AIM:
Each record must be retyped in full. No character may differ.

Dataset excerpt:

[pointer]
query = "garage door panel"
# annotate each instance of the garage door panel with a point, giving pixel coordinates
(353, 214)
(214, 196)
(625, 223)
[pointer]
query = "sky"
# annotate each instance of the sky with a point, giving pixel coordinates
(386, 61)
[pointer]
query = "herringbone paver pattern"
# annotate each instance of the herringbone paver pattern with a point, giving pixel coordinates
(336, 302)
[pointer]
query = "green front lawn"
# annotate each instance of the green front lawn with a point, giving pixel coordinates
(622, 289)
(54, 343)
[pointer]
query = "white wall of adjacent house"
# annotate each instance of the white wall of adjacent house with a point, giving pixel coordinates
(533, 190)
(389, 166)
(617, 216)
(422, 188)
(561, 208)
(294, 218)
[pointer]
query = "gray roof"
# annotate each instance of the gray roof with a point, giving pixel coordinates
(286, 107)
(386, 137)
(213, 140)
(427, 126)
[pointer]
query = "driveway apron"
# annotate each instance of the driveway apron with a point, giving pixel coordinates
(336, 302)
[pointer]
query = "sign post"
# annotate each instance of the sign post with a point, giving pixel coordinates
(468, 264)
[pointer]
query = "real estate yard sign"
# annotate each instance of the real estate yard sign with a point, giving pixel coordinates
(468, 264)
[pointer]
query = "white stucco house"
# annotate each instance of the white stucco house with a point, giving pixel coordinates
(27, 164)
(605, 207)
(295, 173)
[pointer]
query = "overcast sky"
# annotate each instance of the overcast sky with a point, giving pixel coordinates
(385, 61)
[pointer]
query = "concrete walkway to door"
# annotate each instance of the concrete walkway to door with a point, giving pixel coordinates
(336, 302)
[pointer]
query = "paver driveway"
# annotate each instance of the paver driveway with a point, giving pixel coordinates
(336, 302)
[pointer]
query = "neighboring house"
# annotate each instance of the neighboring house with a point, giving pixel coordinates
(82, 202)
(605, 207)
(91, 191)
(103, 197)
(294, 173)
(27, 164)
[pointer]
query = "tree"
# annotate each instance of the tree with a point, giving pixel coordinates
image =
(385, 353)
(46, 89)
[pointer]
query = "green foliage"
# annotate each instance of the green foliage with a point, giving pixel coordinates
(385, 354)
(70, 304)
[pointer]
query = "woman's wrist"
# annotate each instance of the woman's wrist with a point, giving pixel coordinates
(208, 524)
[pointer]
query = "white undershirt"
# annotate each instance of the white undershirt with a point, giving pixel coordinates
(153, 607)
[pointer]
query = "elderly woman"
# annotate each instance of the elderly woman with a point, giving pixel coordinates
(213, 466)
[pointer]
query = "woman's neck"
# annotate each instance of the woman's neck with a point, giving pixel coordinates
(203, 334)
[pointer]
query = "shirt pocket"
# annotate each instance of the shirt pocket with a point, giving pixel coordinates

RESPONSE TO THIS TASK:
[pointer]
query = "garage door panel"
# annotate each instance of the garage door panel with a point, giving pixel coordinates
(353, 214)
(214, 196)
(625, 223)
[pointer]
query = "sky"
# annotate each instance of the sky with a point, giving pixel coordinates
(386, 61)
[pointer]
query = "herringbone paver pattern"
# annotate each instance of the herringbone paver pattern with a point, giving pixel coordinates
(336, 302)
[pointer]
query = "green front lawn"
# annotate each instance of the green front lawn with a point, giving pixel coordinates
(622, 289)
(54, 343)
[pointer]
query = "white wall of adjacent house"
# annotate each instance of the white wall of adjacent house with a point, giving pixel coordinates
(533, 190)
(389, 166)
(617, 216)
(422, 188)
(561, 208)
(294, 218)
[pointer]
query = "gray roof"
# annotate each instance of the gray roof with a point, giving pixel coordinates
(286, 107)
(386, 137)
(213, 140)
(427, 126)
[pointer]
query = "driveway apron"
# annotate each instance of the driveway apron with a point, giving pixel coordinates
(336, 302)
[pointer]
query = "sign post"
# annotate each instance of the sign post with a point, giving pixel coordinates
(468, 264)
[pointer]
query = "real estate yard sign"
# annotate each instance of the real estate yard sign with a point, giving pixel coordinates
(468, 264)
[pointer]
query = "white stucco house"
# annotate each instance of the white stucco house with a point, giving pixel coordinates
(27, 164)
(605, 207)
(295, 173)
[pointer]
query = "overcast sky"
# annotate each instance of the overcast sky with a point, giving pixel coordinates
(385, 61)
[pointer]
query = "concrete walkway to door"
# annotate each instance of the concrete walkway to door with a point, giving pixel coordinates
(336, 302)
[pointer]
query = "paver driveway"
# annotate each instance of the paver driveway with a point, giving pixel coordinates
(336, 302)
[pointer]
query = "neighboring house"
# annotate each instance of the neighboring house with a point, giving pixel coordinates
(82, 202)
(605, 207)
(91, 191)
(103, 197)
(294, 173)
(27, 164)
[pointer]
query = "tree"
# annotate each instance of the tree with a point, giving pixel coordinates
image =
(385, 353)
(46, 89)
[pointer]
query = "green foliage"
# annotate each instance of the green foliage with a point, giving pixel coordinates
(385, 354)
(70, 304)
[pointer]
query = "woman's wrist"
# annotate each instance of the woman's wrist with a point, giving pixel coordinates
(208, 524)
[pointer]
query = "white undershirt"
# annotate each instance of the white undershirt with a point, giving pixel coordinates
(153, 607)
[pointer]
query = "elderly woman"
# annotate each instance of the elderly woman with a point, giving pixel coordinates
(213, 466)
[pointer]
query = "woman's neck"
# annotate each instance of the woman's neck with a point, giving pixel coordinates
(203, 334)
[pointer]
query = "shirt pocket"
# annotate each instance of the shirt pocket with a point, giving pixel coordinates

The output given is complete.